- _DOCUMENT SEGMENT_
[Start of Attachment]
A VICAR has defended the Medieval Market after it was slammed for ‘disrespecting the dead’ by being held in a churchyard.
Battle Of Evesham defended its decision to hold the medieval market earlier this month despite the coronavirus outbreak saying it was “promoting some of the best of Evesham.”
But some were concerned about the market which was held in Evesham Church Grounds on September 12-13.
Stephanie Ballinger said: “It was a lovely show but I think the fact that it was held in the church ground on top of graves has annoyed a lot of people.
“Also it was quite busy in such a small area. It should have been held somewhere with bigger space really.”
Paula Thomas said: “This kind of event should not of happened due to Covid. But also I am not happy it was held in the churchyard and tents were all over the place disrespecting the dead. My father being one of them.”
The Revd Andrew Spurr, the Vicar of Evesham said: “We have hosted a number of similar events in the churchyard over the years, which have attracted little comment.
“We are very pleased to support the Medieval Market as a fundraiser for the Battle of Evesham pageant each summer. The merchants both used the space with respect and left it spotless when the market concluded. We always stipulate that the area in which ashes are interred is not included in whatever installations are set up, during any given festival.
“The Parochial Church Council is deliberating on how to make that boundary explicit, in a way that sets the area apart while not impeding maintenance.”
[End of Attachment]
- _INFORMATION SUPPLIED_
[Start of Attachment]
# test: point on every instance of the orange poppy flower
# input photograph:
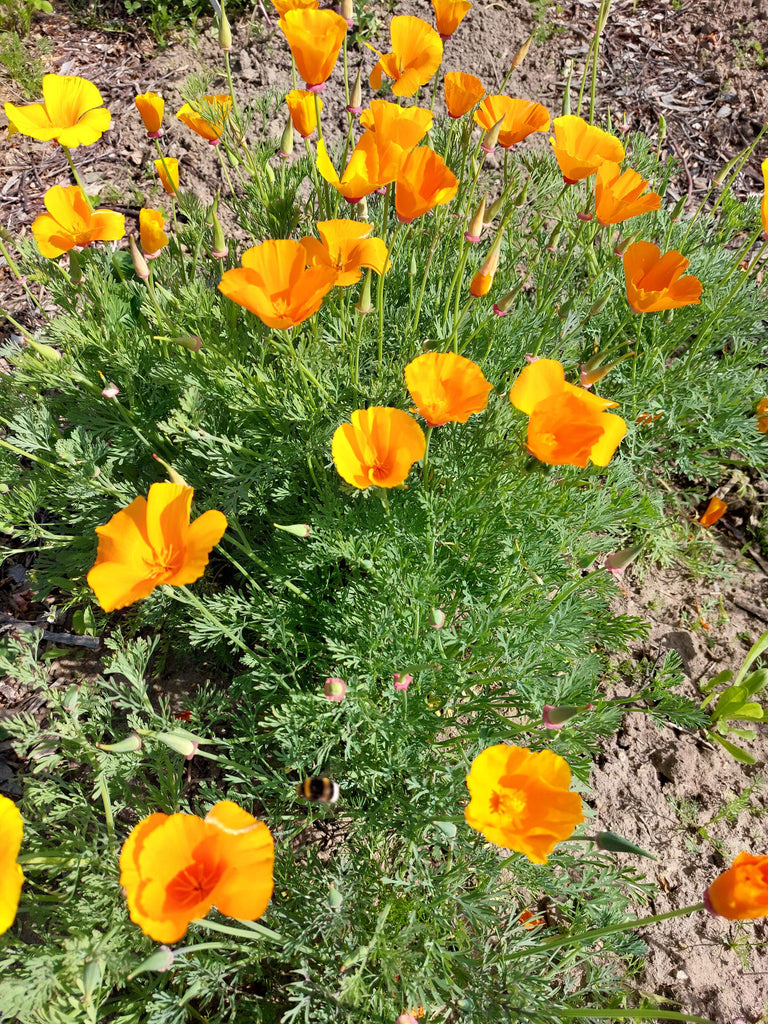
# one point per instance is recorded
(424, 181)
(715, 510)
(449, 15)
(581, 147)
(152, 236)
(152, 543)
(655, 282)
(208, 117)
(285, 5)
(567, 425)
(314, 38)
(11, 877)
(151, 107)
(462, 92)
(521, 118)
(378, 448)
(345, 248)
(72, 113)
(274, 284)
(174, 868)
(417, 53)
(520, 800)
(446, 387)
(617, 196)
(169, 180)
(303, 113)
(70, 222)
(741, 892)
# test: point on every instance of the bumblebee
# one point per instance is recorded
(318, 790)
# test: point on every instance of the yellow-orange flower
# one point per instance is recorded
(274, 284)
(208, 117)
(417, 53)
(521, 118)
(462, 92)
(655, 282)
(169, 180)
(151, 543)
(72, 113)
(345, 248)
(619, 197)
(424, 181)
(581, 147)
(741, 892)
(314, 38)
(151, 105)
(174, 868)
(70, 222)
(449, 15)
(303, 113)
(446, 387)
(715, 510)
(152, 236)
(567, 425)
(378, 448)
(520, 800)
(285, 5)
(11, 877)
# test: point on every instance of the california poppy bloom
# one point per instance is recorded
(72, 113)
(152, 543)
(169, 180)
(345, 248)
(378, 448)
(581, 147)
(449, 15)
(70, 222)
(11, 877)
(446, 387)
(424, 181)
(655, 282)
(521, 118)
(567, 425)
(152, 236)
(520, 800)
(462, 92)
(174, 868)
(285, 5)
(417, 53)
(274, 284)
(741, 892)
(314, 38)
(715, 510)
(208, 117)
(619, 196)
(302, 110)
(151, 105)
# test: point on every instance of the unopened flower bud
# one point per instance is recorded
(492, 136)
(364, 304)
(225, 33)
(130, 743)
(139, 263)
(474, 229)
(286, 140)
(355, 98)
(335, 689)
[End of Attachment]
- _THE PROBLEM_
Pick up the news report on the Medieval Market held in Evesham's churchyard after its final sentence, and continue it.

- _EXPECTED ANSWER_
“It is not possible to purchase a grave space in a churchyard, like you can in a civic cemetery. A churchyard burial plot is considered to be reusable after 70 years. There has been no bodily interment in that churchyard in over 100 years and most for considerably longer. “
“Most medieval churchyards like ours have been re-used many times over, which is why their area has not grown over the hundreds of years that they have been in existence. Every square metre of the open grassy area of that churchyard has seen several interments over the centuries.”
“You may have seen old postcards of Evesham churchyard where the paths were bordered by railings, between which the spaces were crammed with memorial stones. These were cleared in 1967 by my predecessor Bertie Webb, decades after the churchyard was closed for burials.
“They chose to leave a few stones here and there to indicate what kind of space it had been. But that’s how the space came to be the public amenity it now is. Every square metre of it was an interment site at some point in the last 600 years.”
He added: “While it is a sad fact of life that some people are more comfortable with the notions of dead spaces as sacred rather than living ones, as a Christian priest I am bound to assert that the fundamental conviction of Christian faith, and therefore of a Christian funeral, is that the deceased is not there, they are risen.”